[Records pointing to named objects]
- - -
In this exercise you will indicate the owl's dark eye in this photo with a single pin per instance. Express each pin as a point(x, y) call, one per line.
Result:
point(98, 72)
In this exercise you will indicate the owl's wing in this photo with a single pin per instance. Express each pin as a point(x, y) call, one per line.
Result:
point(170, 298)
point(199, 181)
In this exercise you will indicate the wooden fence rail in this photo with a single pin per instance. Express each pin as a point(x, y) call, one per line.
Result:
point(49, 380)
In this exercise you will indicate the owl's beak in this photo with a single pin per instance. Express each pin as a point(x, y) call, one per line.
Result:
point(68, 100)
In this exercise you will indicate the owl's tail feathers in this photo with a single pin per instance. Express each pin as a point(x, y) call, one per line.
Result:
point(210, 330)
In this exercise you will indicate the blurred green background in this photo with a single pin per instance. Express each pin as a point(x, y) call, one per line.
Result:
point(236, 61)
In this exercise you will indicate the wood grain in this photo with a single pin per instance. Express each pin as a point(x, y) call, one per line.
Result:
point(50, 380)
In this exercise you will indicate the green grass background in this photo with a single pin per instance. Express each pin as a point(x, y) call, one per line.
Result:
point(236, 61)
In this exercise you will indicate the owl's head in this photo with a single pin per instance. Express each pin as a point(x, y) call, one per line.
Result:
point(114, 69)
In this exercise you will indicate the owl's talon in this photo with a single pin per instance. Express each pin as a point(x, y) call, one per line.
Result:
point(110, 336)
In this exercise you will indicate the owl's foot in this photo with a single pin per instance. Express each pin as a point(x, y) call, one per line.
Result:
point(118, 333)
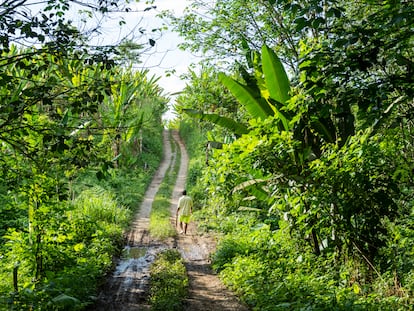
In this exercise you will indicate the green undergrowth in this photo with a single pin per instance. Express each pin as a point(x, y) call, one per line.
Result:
point(77, 245)
point(160, 225)
point(270, 271)
point(169, 282)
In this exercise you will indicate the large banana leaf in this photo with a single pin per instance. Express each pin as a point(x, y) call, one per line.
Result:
point(276, 79)
point(256, 106)
point(234, 126)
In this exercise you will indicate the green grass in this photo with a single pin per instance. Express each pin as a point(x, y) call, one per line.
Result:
point(169, 281)
point(160, 226)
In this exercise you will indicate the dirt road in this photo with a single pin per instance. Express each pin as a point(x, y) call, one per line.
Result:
point(127, 289)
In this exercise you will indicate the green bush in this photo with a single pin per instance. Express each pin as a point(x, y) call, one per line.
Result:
point(169, 281)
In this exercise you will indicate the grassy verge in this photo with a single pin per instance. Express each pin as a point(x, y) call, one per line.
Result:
point(169, 281)
point(160, 226)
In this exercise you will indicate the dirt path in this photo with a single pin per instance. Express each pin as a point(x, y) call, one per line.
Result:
point(206, 292)
point(127, 289)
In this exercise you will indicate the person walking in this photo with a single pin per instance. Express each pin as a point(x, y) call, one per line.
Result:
point(184, 211)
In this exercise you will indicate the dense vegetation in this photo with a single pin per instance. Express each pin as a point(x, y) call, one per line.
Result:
point(307, 173)
point(169, 281)
point(80, 137)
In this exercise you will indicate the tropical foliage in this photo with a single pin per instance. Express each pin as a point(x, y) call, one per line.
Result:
point(315, 186)
point(80, 138)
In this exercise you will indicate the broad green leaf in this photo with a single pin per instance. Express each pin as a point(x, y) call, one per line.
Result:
point(225, 122)
point(277, 81)
point(257, 107)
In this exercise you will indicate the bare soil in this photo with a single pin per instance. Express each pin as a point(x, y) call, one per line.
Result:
point(127, 288)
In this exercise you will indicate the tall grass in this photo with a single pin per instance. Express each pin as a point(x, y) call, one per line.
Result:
point(160, 225)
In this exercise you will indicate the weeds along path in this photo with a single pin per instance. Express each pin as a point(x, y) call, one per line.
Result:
point(127, 288)
point(206, 292)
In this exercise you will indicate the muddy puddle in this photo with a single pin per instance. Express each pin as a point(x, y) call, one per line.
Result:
point(129, 283)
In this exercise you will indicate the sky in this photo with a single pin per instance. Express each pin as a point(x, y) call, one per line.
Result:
point(165, 55)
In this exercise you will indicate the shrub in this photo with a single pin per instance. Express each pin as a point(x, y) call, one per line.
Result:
point(169, 281)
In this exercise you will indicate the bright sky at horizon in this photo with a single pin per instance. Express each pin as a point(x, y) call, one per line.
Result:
point(165, 56)
point(163, 60)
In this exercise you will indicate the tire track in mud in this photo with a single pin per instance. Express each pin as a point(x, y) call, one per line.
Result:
point(206, 292)
point(127, 289)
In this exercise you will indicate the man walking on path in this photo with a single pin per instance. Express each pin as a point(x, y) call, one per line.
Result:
point(184, 211)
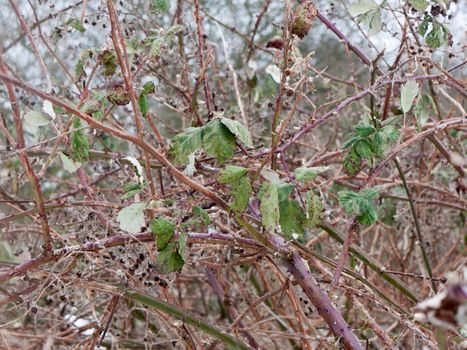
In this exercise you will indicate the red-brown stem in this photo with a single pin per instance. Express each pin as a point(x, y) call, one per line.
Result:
point(120, 49)
point(345, 252)
point(114, 241)
point(121, 134)
point(25, 162)
point(335, 321)
point(199, 29)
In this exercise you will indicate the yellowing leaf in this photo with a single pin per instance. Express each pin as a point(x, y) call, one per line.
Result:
point(131, 218)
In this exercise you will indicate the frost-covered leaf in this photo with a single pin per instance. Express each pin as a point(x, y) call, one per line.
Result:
point(136, 167)
point(169, 260)
point(240, 186)
point(270, 175)
point(68, 164)
point(164, 231)
point(308, 174)
point(291, 218)
point(362, 7)
point(218, 141)
point(131, 189)
point(131, 218)
point(239, 130)
point(314, 210)
point(76, 24)
point(408, 93)
point(185, 144)
point(79, 143)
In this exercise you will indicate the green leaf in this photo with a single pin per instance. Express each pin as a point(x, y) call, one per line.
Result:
point(79, 143)
point(419, 5)
point(108, 58)
point(131, 218)
point(291, 219)
point(231, 174)
point(148, 88)
point(68, 164)
point(369, 194)
point(423, 27)
point(239, 130)
point(161, 5)
point(269, 206)
point(169, 260)
point(241, 192)
point(368, 217)
point(284, 190)
point(391, 133)
point(307, 174)
point(362, 7)
point(351, 142)
point(314, 210)
point(164, 231)
point(218, 141)
point(350, 201)
point(408, 93)
point(364, 149)
point(352, 163)
point(364, 130)
point(131, 189)
point(143, 104)
point(185, 144)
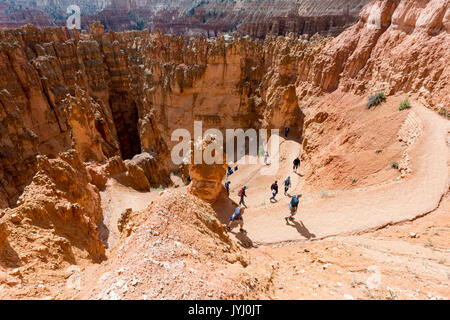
- - -
**Your objective**
Rewrite the material from its first line up to and including the line with "point(199, 181)", switching "owl's" to "bird's" and leaving everything else unchanged.

**The answer**
In this exercise you will indicate the bird's dark eye in this photo with a single pin per instance. Express each pin as a point(x, y) call, one per line.
Result:
point(98, 72)
In this exercise you will indicate the bird's wing in this photo with a single pin per instance. Express each pin as a point(x, y) call, one per line.
Result:
point(170, 298)
point(199, 181)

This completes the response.